- **Record excerpts**:
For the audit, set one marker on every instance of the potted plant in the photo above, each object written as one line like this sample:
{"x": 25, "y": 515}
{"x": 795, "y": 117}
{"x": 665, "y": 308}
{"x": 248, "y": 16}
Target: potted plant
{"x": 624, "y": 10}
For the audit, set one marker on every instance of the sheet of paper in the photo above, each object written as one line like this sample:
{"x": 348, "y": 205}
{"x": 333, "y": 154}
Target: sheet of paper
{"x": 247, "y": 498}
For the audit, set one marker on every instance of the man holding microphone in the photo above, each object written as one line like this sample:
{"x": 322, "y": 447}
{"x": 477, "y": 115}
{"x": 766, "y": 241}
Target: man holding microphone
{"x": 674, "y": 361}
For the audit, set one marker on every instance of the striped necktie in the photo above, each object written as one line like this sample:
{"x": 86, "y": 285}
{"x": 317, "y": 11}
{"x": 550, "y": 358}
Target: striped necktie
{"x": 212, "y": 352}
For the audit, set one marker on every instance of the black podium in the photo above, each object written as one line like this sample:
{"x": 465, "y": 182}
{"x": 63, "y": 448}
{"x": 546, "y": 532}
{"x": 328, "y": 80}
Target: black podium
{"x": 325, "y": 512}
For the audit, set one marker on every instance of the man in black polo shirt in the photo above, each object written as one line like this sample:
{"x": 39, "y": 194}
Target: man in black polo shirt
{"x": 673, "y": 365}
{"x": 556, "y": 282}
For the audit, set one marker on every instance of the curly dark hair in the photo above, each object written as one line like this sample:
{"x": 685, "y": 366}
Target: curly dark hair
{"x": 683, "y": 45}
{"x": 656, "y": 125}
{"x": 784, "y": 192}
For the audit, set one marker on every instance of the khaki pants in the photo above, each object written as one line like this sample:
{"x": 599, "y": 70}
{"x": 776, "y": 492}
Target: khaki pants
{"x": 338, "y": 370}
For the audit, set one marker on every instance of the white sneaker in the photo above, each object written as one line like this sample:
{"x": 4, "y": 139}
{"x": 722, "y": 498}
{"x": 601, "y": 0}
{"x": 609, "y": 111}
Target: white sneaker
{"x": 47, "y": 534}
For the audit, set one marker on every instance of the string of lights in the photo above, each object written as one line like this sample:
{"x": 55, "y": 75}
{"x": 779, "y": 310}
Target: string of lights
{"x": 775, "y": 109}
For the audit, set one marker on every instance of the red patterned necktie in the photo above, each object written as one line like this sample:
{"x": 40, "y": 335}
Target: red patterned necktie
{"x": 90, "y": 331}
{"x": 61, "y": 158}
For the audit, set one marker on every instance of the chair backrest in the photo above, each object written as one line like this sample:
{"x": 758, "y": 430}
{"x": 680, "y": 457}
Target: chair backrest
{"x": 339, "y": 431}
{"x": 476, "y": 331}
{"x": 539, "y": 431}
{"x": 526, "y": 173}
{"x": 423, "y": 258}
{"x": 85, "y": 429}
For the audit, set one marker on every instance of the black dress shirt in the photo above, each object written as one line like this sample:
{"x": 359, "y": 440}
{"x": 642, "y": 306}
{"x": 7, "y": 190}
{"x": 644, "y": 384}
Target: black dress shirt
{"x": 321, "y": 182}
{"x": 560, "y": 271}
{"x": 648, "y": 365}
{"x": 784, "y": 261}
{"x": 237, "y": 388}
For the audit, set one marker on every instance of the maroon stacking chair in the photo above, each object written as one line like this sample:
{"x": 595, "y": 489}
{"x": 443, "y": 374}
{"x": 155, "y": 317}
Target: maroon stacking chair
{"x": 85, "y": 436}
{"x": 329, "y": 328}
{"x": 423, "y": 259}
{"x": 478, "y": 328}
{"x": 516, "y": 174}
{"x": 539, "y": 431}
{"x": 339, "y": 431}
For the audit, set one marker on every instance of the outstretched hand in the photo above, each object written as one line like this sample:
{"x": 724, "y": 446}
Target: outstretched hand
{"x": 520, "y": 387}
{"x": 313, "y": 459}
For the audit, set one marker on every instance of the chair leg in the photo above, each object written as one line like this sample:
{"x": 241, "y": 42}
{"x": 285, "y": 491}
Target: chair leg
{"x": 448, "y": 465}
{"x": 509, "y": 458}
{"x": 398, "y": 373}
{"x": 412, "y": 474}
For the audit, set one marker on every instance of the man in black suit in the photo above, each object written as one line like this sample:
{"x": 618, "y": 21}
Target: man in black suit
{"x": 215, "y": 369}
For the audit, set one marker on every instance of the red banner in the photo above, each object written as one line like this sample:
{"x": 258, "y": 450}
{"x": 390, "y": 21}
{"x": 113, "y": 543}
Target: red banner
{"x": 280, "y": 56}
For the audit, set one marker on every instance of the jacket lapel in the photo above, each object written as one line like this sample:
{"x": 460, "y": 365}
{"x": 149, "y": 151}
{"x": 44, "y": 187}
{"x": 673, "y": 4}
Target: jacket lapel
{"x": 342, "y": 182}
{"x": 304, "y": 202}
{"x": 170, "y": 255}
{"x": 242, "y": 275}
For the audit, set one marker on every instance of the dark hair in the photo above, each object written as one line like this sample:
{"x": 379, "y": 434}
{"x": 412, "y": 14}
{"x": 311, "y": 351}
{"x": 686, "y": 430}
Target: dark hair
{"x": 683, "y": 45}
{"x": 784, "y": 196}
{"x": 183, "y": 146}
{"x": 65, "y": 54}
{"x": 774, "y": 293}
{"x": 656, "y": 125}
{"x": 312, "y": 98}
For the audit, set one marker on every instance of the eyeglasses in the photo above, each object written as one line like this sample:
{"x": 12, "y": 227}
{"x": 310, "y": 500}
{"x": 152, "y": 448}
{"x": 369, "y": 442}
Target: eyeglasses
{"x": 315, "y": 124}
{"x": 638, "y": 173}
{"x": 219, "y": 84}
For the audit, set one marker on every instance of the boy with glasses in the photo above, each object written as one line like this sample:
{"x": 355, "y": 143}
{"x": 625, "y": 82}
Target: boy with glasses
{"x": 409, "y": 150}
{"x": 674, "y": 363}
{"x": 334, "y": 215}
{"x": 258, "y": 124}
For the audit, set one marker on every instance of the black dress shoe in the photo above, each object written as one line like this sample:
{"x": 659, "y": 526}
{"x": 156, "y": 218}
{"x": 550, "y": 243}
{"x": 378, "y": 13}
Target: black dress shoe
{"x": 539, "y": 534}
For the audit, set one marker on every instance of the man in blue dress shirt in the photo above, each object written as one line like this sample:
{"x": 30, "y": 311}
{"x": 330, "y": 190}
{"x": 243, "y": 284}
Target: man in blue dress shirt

- **Task objective**:
Render the data as a Markdown table with the columns Row and Data line, starting at the line that contains "the man in blue" and ending at the end of the data. Give each line its own numbered row and leave out any blank lines.

- **Task output**:
| Row | Data line |
|---|---|
| 1 | For the audit, set one marker on every instance of the man in blue dress shirt in the photo above, each object written as one line like this sample: |
| 2 | {"x": 30, "y": 311} |
| 3 | {"x": 330, "y": 190} |
| 4 | {"x": 243, "y": 284} |
| 5 | Target: man in blue dress shirt |